== ИСХОДНЫЙ ОТРЫВОК ==
Формально принадлежа и подчиняясь эстетике декаданса (а где-то даже предвосхищая её), внутренне, по психологизму своих стихов, по их эвфонической лёгкости, по умению утишить и свернуть, словно измерения, яркие эффекты, в одной-двух строчках концентрируя огни и бездны, наконец, по своим идеалам, – Анненский, безусловно, был вырван из неё. Но, будучи «своим среди чужих», он, в то же время, на пиру большой, настоящей литературы («литературы больших вопросов», по саркастическому определению В. Набокова), там, где поэт стремится к роли трибуна и вдохновителя, был несомненным чужаком. Между глубиной, тонкостью и выразительностью камерной поэзии и её общелитературным значением возник болезненный разрыв. Анализ этой дихотомии поэт и предпринимает в стихотворении «Другому».

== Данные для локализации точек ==
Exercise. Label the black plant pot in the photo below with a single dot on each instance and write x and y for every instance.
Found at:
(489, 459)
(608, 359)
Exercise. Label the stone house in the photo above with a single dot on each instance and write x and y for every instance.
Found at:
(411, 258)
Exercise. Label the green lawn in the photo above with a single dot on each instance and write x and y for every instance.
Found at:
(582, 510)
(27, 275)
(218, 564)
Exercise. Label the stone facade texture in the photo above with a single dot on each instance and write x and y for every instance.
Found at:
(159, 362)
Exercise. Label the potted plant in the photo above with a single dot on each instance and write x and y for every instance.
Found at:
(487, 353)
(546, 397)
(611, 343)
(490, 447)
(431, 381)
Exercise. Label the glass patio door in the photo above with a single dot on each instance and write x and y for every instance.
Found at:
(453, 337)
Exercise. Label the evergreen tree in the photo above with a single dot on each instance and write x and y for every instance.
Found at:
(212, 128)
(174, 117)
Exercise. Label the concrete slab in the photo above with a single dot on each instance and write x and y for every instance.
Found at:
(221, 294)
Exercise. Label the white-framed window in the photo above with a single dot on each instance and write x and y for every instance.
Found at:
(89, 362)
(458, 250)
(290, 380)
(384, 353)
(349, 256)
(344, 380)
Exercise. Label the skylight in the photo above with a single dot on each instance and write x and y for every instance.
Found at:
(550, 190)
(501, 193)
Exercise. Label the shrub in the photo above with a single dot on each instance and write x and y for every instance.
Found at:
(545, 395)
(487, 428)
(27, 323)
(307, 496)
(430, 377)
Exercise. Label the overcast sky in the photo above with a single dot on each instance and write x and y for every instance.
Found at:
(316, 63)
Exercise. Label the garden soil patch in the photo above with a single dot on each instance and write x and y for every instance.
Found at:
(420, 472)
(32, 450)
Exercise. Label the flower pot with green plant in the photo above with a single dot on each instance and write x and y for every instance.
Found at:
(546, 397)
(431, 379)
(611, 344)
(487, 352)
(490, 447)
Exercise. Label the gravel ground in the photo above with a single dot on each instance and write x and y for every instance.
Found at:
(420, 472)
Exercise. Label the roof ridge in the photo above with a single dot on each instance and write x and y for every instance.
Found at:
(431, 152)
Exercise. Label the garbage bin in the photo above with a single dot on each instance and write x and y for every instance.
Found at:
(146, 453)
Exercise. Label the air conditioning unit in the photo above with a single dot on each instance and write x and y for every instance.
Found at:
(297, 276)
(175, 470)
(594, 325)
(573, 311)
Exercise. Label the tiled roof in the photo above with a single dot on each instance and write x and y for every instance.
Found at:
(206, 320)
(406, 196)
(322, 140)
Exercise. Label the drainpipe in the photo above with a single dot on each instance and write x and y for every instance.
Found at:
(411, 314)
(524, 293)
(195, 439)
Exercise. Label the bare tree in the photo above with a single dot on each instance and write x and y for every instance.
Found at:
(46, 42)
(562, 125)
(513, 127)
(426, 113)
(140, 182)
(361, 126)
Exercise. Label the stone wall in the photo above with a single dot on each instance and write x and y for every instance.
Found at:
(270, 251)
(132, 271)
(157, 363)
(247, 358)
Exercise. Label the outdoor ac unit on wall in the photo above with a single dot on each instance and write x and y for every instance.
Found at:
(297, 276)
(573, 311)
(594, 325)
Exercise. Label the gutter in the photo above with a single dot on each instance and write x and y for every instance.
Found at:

== ЦЕЛЬ ЗАДАНИЯ ==
Продолжите отрывок об Анненском сразу после его последнего предложения.

== ОТВЕТ НИЖЕ ==
3

 

Первый вопрос – самый естественный: к кому оно обращено? Что это К. Бальмонт, как иногда предполагают, крайне сомнительно, учитывая поздний скепсис Анненского по отношению к своим братьям в символизме. Кандидатура Вяч. Иванова предпочтительнее. Доказательства, основанные на сопоставлении различных текстов двух поэтов, подтверждают, по меньшей мере, то, что диалог с Вяч. Ивановым был побудительной причиной к написанию стихотворения; однако флёр олимпизма, наброшенный на фигуру адресата («И бог ты там…», «Ты – в лепестках душистого венца»), настолько её гиперболизирует, возвышает над самим автором, что никакого живого, реального Вяч. Иванова за этими строками не видно. Хотя оба они выделялись в среде символистов, Анненский, будучи десятью годами старше, вряд ли мог себе позволить взгляд снизу вверх. Поэтому критики сходятся во мнении, что речь идёт об обобщённом образе. Это и так; но ведь надо понимать, какие именно детали обобщаются, и каков принцип обобщения.


Следует обратить внимание, помимо тех же самых бога и венца, на вакхические аллюзии третьей строфы, а также на заключающее развитие образа другого утверждение: «Ты памятник оставишь по себе…» Наконец, нельзя принять за случайность то, что, горячий поклонник александрийского стиха, Анненский именно здесь использует несвойственный ему пятистопный ямб, старательно соблюдая знаменитую цезуру на второй стопе. Очевидно, целое, складывающееся из этих деталей, носит имя: Пушкин, – вывод, который можно подкрепить Кантатой Анненского, сочинённой на столетие со дня рождения Пушкина и вполне выражающей преклонение автора перед гением великого поэта.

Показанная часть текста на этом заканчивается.